* **引用文**:
------------------------------------
記者会見

『エゴイスト』日本外国特派員協会記者会見

©2023 高山真・小学館/「エゴイスト」製作委員会

 2月6日(月)、映画『エゴイスト』日本外国特派員協会記者会見が実施された。出演の宮沢氷魚、監督の松永大司が登壇し、海外メディアによる試写鑑賞後の質疑応答機式の会見となった。
 宮沢はアメリカ・サンフランシスコ生まれ。幼稚園から高校までインターナショナルスクールに通い、高校卒業後2年間カリフォルニア大学に留学経験ありのネイティブレベルの英語力を駆使して海外に向けた会見に臨んだ。

 宮沢は英語を話すのは久しぶりだと話したが、「お招きいただき光栄に思います。また、素晴らしい監督とご一緒することができて感謝しています。ここにくるのは前々からの夢だったので嬉しいのですが、英語を話すのは久しぶりなのでお聞き苦しい点があったらご容赦ください」と冒頭から流暢な英語で自己紹介と挨拶をした。

 松永監督はこのテーマを手掛けようと思った動機について聞かれると、2つの理由があるといい、「1つ目は2011年のデビュー作『ピュ~ぴる』で、さまざまな海外映画祭に招待され、その中でLGBTQ+を取り囲む環境が圧倒的に日本と違いました。それから10年以上経って、以前よりは理解され、言葉が浸透していってる気がしますが、先日の岸田首相の『同性婚を認めると社会が変わる』という発言や、首相秘書官の同性愛者への差別的な発言は、誤解や大きな差別を生むと思っています。この映画はLGBTQ+に対しての定義や理解を深く求めるものではありませんが、この映画を見た方が考えるきっかけになったら良いなと思ったことです。LGBTQ+用語を正確にメディアの方に伝えてもらうのも僕らの役割だと思うので、プレス資料の後ろに用語集をつけました。2つ目は、阿川佐和子さん演じる妙子が愛について伝えている言葉があり、それを読んで映画にしようと思いました」と丁寧に答えた。
------------------------------------
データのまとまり
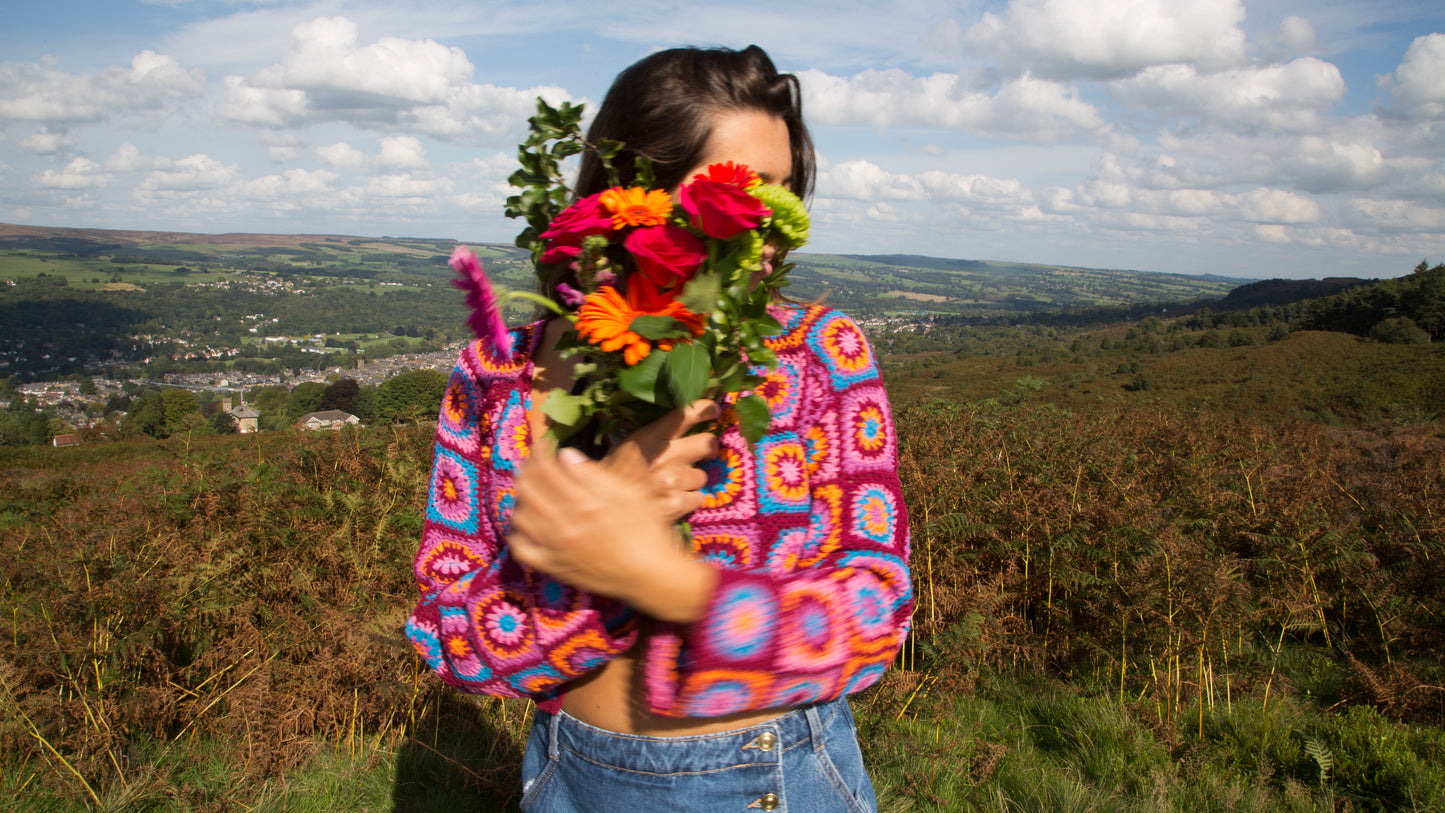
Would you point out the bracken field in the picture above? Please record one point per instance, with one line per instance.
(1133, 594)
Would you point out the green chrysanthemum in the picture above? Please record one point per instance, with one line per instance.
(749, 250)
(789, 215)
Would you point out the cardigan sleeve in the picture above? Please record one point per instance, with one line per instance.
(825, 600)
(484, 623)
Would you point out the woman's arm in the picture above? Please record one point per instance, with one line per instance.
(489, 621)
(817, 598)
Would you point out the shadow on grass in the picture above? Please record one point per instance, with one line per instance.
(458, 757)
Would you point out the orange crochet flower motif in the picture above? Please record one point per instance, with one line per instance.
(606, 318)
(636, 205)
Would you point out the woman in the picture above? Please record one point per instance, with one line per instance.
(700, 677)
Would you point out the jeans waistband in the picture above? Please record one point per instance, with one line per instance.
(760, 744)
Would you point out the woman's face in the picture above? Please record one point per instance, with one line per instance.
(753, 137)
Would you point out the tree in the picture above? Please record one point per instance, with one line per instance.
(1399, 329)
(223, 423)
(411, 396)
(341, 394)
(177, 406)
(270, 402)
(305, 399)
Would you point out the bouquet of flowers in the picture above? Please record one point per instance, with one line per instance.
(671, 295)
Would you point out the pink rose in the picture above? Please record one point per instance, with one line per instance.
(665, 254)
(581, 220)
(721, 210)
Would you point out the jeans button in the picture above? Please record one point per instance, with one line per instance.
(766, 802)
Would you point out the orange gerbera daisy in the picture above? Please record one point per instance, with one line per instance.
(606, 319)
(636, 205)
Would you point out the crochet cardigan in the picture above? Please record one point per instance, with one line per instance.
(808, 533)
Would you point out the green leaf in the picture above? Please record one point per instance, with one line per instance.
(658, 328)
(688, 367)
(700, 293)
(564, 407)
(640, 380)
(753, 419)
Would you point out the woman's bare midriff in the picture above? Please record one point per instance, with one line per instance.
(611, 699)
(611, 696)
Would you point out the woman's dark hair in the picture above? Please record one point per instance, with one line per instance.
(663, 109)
------------------------------------
* **練習問題**:
• A. 引用文にある次の一文を英語に訳しなさい。「2月6日(月)、映画『エゴイスト』日本外国特派員協会記者会見が実施された。」
• B. 引用文をもとに、次の問いに答えなさい。
(i) 宮沢はどこの生まれか。
(ii) 松永監督のデビュー作は何年の何という作品か。
(iii) 用語集はどこにつけられたか。
• C. 引用文のうち、「宮沢は英語を話すのは久しぶり」から「思いました」と丁寧に答えた。」までを、終わりの語句も含めて正確に引用しなさい。
これらの行はここでは使いません。

* **解答**:
• A. On Monday, February 6, a press conference for the film "Egoist" was held at the Foreign Correspondents' Club of Japan.

• B.
(i) アメリカ・サンフランシスコ
(ii) 2011年の『ピュ~ぴる』
(iii) プレス資料の後ろ

• C.
宮沢は英語を話すのは久しぶりだと話したが、「お招きいただき光栄に思います。また、素晴らしい監督とご一緒することができて感謝しています。ここにくるのは前々からの夢だったので嬉しいのですが、英語を話すのは久しぶりなのでお聞き苦しい点があったらご容赦ください」と冒頭から流暢な英語で自己紹介と挨拶をした。

 松永監督はこのテーマを手掛けようと思った動機について聞かれると、2つの理由があるといい、「1つ目は2011年のデビュー作『ピュ~ぴる』で、さまざまな海外映画祭に招待され、その中でLGBTQ+を取り囲む環境が圧倒的に日本と違いました。それから10年以上経って、以前よりは理解され、言葉が浸透していってる気がしますが、先日の岸田首相の『同性婚を認めると社会が変わる』という発言や、首相秘書官の同性愛者への差別的な発言は、誤解や大きな差別を生むと思っています。この映画はLGBTQ+に対しての定義や理解を深く求めるものではありませんが、この映画を見た方が考えるきっかけになったら良いなと思ったことです。LGBTQ+用語を正確にメディアの方に伝えてもらうのも僕らの役割だと思うので、プレス資料の後ろに用語集をつけました。2つ目は、阿川佐和子さん演じる妙子が愛について伝えている言葉があり、それを読んで映画にしようと思いました」と丁寧に答えた。